Selection:
Manipulate dates easily with {lubridate}

This blog post is an excerpt of my ebook Modern R with the tidyverse that you can read for free here. This is taken from Chapter 5, which presents the {tidyverse} packages and how to use them to compute descriptive statistics and manipulate data. In the text below, I scrape a table from Wikipedia, which shows when African countries gained independence from other countries. Then, using {lubridate} functions I show you how you can answers questions such as Which countries gained independence before 1960?.

Set-up: scraping some data from Wikipedia

{lubridate} is yet another tidyverse package, that makes dealing with dates or duration data (and intervals) as painless as possible. I do not use every function contained in the package daily, and as such will only focus on some of the functions. However, if you have to deal with dates often, you might want to explore the package thoroughly.

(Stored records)
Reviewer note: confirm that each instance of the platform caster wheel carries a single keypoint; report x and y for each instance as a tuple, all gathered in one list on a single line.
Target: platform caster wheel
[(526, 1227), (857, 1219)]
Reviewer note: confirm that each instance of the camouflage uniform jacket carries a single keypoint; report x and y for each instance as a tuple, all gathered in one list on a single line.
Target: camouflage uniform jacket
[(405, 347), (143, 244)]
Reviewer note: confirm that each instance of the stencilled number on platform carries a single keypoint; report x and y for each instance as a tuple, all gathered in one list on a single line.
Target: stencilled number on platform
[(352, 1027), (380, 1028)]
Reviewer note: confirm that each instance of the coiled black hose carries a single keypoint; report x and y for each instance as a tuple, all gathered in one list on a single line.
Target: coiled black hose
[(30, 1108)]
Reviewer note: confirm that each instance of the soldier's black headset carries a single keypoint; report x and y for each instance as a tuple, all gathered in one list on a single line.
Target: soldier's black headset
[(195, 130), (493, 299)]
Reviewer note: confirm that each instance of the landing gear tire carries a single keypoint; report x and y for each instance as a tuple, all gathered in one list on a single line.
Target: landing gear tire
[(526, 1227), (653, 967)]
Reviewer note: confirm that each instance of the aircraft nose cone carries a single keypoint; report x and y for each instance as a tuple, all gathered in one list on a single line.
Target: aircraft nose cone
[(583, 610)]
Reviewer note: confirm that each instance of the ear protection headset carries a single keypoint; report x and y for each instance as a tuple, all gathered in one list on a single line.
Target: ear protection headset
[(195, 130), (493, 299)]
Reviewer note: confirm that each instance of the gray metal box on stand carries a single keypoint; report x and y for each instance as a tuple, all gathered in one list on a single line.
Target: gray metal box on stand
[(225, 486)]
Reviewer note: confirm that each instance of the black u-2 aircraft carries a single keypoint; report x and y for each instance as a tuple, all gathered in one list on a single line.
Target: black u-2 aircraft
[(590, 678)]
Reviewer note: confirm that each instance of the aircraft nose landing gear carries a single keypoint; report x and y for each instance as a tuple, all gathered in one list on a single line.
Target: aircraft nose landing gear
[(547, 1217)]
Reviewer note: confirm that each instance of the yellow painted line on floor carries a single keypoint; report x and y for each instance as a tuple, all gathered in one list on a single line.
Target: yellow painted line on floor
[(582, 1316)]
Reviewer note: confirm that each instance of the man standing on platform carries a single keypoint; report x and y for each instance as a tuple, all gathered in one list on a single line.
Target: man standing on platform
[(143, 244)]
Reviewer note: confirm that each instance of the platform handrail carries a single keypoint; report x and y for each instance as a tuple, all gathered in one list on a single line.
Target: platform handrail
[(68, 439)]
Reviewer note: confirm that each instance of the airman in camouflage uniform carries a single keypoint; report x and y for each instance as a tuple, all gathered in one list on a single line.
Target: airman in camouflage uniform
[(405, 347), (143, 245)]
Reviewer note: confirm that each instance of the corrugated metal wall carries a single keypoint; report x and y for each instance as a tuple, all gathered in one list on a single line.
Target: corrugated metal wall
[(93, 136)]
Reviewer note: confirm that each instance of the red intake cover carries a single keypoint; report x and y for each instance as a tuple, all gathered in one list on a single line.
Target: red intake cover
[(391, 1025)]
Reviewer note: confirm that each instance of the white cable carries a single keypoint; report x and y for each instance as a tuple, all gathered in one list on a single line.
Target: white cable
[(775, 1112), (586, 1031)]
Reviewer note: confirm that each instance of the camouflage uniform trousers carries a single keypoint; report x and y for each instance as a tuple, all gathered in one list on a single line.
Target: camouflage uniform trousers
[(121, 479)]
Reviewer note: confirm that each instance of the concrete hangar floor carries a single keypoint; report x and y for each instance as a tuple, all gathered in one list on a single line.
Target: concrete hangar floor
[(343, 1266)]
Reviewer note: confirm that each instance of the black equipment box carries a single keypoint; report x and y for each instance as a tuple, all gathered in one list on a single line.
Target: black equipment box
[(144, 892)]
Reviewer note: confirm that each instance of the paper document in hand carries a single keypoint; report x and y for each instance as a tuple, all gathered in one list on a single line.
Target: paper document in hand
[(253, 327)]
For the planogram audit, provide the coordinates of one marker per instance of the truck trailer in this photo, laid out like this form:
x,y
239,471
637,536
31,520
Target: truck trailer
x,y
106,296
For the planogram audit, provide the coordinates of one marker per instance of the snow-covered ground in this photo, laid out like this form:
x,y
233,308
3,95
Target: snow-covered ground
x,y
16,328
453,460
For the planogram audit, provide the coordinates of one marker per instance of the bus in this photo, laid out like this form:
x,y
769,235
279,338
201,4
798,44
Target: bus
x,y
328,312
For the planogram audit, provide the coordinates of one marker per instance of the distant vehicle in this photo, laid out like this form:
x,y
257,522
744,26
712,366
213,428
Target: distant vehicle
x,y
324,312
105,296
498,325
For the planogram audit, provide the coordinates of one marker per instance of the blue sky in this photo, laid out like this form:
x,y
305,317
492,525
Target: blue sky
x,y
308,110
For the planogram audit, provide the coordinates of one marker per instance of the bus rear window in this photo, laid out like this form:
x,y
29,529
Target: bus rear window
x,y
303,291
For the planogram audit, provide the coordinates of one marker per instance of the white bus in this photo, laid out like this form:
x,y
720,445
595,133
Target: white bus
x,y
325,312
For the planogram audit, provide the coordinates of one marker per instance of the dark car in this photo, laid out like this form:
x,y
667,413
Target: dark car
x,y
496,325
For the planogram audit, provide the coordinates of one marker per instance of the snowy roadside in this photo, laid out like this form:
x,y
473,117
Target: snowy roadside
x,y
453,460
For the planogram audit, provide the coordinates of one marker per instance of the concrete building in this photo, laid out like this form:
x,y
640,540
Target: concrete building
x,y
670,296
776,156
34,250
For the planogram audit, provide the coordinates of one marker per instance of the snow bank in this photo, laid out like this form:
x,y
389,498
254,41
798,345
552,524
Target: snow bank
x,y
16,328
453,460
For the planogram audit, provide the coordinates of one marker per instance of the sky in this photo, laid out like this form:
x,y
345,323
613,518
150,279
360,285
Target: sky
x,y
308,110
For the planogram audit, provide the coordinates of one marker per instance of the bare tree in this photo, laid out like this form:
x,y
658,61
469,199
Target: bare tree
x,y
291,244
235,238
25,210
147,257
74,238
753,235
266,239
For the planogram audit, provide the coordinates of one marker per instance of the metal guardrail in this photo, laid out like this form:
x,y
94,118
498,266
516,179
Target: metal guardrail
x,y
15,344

The tasks:
1. Which chapter of the ebook is the lubridate post taken from?
2. Extend the post about lubridate with one more paragraph that picks up right after its last sentence.

Responses to the tasks:
1. Chapter 5.

2.
Let’s get some data from a Wikipedia table:

library(tidyverse)
library(rvest)
page <- read_html("https://en.wikipedia.org/wiki/Decolonisation_of_Africa")

independence <- page %>%
    html_node(".wikitable") %>%
    html_table(fill = TRUE)

independence <- independence %>%
    select(-Rank) %>%
    map_df(~str_remove_all(., "\\[.*\\]")) %>%
    rename(country = `Country[a]`,
           colonial_name = `Colonial name`,
           colonial_power = `Colonial power[b]`,
           independence_date = `Independence date[c]`,
           first_head_of_state = `First head of state[d]`,
           independence_won_through = `Independence won through`)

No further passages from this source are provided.